[Aim of the task] Pick up the interview about Vast's data platform below right after its last sentence, and continue it in the same question-and-answer form.

[Extracted text]
########################################

How are you educating the market on the capabilities of your platform and getting developers and partners up to speed on what you’re doing?
Hallak: We’re an engineering-led company. More than half the company is in R&D. Even on the go-to-market side, more than half are engineers. We find a common language with engineers on the customer side, talking to them about their challenges and how we solved those challenges for other customers. That gives customers a lot of comfort and confidence that there’s something real here, not smoke and mirrors. And then we encourage them to start using the platform, which proves itself a lot better than we can through words.
Most of our expansions happen through word of mouth. When a customer sees that our platform is really good, they tell colleagues in the same space and other companies that they should look at Vast. If one of our customers joins a new company, they will call us and say they want Vast there, too. We’ll never try to be a company with tens of thousands of customers. We’re focused on the most data-intensive organisations on the planet, and we want every one of them to be very happy with what we provide. It’s a focused approach that seems to be working so far.
Can you give me a sense of your technology roadmap? For example, some data platform players have been talking about allowing customers to bring in large language models (LLMs) and hosting some of those models on their platforms.
Hallak: We’re not in the LLM space because that’s the application layer and we are underneath that. We’re also not hosting models because we are a software company, not a services company. We will provide our software to hosting companies that can provide it to their customers. We will also provide our software to LLM companies so that they can leverage our infrastructure underneath their models.

########################################

Data excerpts:
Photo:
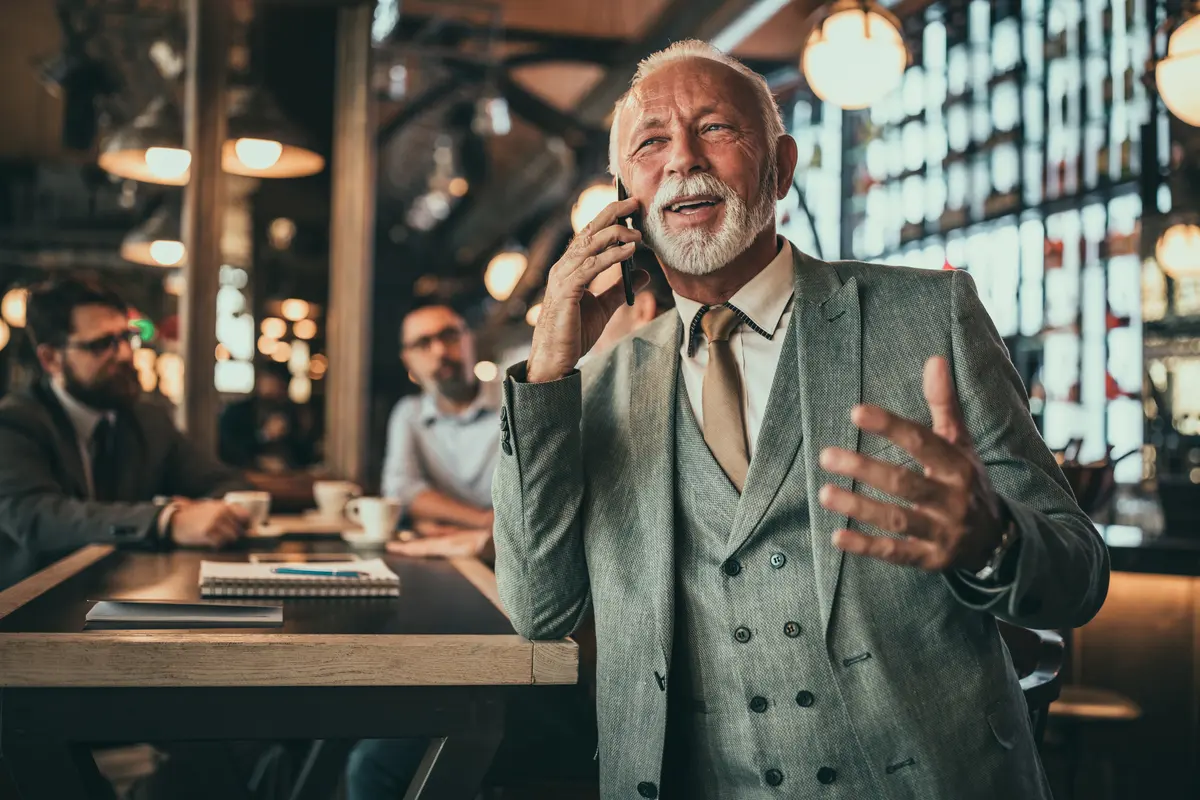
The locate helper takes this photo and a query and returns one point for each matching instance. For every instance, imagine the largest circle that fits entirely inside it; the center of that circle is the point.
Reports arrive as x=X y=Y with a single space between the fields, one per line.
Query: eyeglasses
x=103 y=344
x=447 y=337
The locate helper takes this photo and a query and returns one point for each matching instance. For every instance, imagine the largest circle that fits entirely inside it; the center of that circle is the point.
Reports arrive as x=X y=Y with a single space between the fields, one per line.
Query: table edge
x=28 y=589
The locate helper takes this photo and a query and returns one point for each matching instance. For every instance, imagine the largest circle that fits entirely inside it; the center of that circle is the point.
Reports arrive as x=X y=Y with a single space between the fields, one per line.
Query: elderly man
x=797 y=506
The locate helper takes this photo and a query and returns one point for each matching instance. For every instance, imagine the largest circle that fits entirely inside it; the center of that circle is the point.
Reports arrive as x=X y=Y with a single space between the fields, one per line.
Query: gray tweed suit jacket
x=583 y=500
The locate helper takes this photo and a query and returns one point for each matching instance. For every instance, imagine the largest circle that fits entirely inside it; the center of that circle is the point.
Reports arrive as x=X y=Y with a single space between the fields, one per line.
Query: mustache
x=682 y=186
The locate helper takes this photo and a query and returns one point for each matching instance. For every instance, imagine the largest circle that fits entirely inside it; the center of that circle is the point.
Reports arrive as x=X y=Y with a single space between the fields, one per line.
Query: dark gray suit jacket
x=45 y=511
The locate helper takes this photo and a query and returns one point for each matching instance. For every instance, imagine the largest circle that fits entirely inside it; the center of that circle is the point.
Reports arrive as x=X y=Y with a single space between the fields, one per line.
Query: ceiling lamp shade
x=1179 y=250
x=1177 y=76
x=149 y=149
x=853 y=54
x=156 y=241
x=262 y=143
x=592 y=202
x=504 y=272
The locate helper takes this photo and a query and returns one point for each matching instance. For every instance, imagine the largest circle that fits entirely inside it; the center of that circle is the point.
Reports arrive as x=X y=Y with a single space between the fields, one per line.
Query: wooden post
x=352 y=247
x=209 y=23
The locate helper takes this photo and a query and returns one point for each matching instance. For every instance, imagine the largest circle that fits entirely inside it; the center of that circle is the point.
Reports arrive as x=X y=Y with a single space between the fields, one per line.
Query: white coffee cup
x=257 y=504
x=333 y=495
x=377 y=516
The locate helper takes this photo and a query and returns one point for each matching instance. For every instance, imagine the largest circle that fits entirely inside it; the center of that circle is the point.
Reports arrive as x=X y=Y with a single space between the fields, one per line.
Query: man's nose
x=687 y=156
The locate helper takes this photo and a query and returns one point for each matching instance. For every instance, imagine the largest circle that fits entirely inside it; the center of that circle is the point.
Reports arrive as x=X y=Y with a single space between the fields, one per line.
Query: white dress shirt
x=767 y=302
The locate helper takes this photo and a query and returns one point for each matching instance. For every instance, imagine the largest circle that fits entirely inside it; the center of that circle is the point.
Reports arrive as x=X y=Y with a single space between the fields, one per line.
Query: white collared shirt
x=766 y=300
x=84 y=420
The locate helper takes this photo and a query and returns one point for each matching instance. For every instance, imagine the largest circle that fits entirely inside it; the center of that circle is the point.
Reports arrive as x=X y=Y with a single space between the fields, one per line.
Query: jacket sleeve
x=538 y=493
x=1059 y=572
x=39 y=515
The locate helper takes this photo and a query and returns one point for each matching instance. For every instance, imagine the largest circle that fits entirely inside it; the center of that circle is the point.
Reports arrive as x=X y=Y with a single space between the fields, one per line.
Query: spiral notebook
x=364 y=578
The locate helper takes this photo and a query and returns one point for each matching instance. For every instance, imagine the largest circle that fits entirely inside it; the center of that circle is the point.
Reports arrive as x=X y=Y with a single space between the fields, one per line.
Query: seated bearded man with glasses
x=83 y=458
x=443 y=444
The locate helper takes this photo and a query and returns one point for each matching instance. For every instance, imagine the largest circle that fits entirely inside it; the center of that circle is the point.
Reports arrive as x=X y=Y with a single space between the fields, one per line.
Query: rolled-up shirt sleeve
x=403 y=476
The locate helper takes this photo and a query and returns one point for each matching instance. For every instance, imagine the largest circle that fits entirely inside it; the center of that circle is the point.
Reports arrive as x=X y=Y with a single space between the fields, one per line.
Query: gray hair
x=693 y=48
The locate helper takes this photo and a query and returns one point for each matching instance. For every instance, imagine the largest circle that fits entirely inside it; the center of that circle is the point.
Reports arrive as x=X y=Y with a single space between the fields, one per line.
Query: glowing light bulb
x=274 y=328
x=294 y=310
x=504 y=272
x=592 y=202
x=258 y=154
x=855 y=58
x=12 y=307
x=486 y=371
x=168 y=163
x=167 y=253
x=305 y=329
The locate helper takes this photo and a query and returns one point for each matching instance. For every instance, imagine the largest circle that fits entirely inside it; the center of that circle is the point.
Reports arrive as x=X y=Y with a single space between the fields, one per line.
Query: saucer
x=359 y=539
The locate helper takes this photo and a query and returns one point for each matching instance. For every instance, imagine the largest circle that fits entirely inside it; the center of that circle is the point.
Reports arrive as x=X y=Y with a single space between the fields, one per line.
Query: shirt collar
x=760 y=304
x=83 y=417
x=487 y=400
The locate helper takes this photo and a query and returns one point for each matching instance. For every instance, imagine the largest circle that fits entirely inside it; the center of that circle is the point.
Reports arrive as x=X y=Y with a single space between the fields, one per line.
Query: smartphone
x=627 y=266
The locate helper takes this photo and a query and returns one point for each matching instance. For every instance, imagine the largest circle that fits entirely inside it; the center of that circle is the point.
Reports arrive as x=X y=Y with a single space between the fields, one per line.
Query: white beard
x=695 y=251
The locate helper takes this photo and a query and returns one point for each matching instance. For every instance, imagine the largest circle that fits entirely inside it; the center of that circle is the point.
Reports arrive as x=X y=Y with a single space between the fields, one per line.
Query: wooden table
x=432 y=663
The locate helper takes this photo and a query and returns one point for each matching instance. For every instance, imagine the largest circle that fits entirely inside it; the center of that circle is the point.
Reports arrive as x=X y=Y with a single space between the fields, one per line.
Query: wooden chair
x=1037 y=656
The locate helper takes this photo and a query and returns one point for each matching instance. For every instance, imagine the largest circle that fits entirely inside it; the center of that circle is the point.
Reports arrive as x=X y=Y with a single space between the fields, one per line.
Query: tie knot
x=719 y=323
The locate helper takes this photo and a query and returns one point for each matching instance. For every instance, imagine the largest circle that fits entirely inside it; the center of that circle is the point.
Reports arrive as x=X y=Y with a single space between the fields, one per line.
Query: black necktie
x=103 y=469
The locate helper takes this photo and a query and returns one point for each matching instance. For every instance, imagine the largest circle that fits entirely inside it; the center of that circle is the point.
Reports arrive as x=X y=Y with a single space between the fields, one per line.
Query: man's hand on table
x=469 y=543
x=207 y=523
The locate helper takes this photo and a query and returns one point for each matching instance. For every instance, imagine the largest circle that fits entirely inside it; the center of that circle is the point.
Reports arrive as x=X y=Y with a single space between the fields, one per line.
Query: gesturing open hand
x=951 y=516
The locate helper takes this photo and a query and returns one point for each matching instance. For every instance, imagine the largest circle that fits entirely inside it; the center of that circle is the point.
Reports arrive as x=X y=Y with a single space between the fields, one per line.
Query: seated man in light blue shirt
x=443 y=444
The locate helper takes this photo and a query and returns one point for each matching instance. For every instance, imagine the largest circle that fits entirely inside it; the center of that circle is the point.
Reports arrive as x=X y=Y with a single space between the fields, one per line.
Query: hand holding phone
x=571 y=317
x=627 y=266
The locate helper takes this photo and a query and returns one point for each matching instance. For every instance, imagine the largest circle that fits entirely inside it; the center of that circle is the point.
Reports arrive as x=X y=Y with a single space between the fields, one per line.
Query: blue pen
x=322 y=573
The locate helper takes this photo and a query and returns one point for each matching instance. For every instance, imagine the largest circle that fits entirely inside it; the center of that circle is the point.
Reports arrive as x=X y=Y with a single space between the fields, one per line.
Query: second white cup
x=377 y=516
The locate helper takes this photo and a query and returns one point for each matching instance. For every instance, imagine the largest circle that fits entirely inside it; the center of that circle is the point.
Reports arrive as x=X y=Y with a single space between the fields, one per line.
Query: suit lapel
x=67 y=440
x=652 y=428
x=777 y=445
x=831 y=384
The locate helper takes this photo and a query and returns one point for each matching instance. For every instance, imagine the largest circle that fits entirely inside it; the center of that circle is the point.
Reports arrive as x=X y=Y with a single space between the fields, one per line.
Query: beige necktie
x=724 y=425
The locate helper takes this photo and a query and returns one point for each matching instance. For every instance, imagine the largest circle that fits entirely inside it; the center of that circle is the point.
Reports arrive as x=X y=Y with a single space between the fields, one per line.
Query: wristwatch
x=997 y=555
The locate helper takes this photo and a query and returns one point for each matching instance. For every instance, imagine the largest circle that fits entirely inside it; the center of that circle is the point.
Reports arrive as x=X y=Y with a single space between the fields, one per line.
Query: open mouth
x=693 y=205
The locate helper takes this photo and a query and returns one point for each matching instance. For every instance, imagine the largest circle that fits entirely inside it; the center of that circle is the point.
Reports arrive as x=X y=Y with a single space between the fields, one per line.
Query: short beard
x=700 y=252
x=115 y=392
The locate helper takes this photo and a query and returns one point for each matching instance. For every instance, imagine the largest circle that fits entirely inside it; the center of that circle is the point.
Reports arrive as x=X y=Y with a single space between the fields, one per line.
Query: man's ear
x=786 y=156
x=646 y=307
x=51 y=358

########################################

[Written answer]
From a roadmap perspective, when we came out with that data storage system, it was very new and didn’t have all the functionality that was required. It’s very similar today. We came out with the Vast database about a year ago and we’re still adding all the functionality that is required for organisations to use it across the board. The data engine, which is the compute layer, is not generally available yet.
The first version of our data engine will come out later this year, enabling customers to run functions on CPUs [central processing units] and GPUs [graphics processing units]. Some functions like inference can run on older GPUs as they don’t need as much power, while training will require the latest and greatest in GPU power.
The scheduling of jobs and functions happens based on what’s required to run optimally and where the data is. If the data sits on the other side of the world, you’d want a function to run close to where the data is, rather than move the data across oceans. That vertical integration gives us the strength that we otherwise wouldn’t have.
Every three months, we come out with a new version that has a lot of new functionality across different parts of our platform. There’s still a lot of work to do just to realise the vision that we’ve set out.
I understand there are plans to take the company public. How far are you away from that?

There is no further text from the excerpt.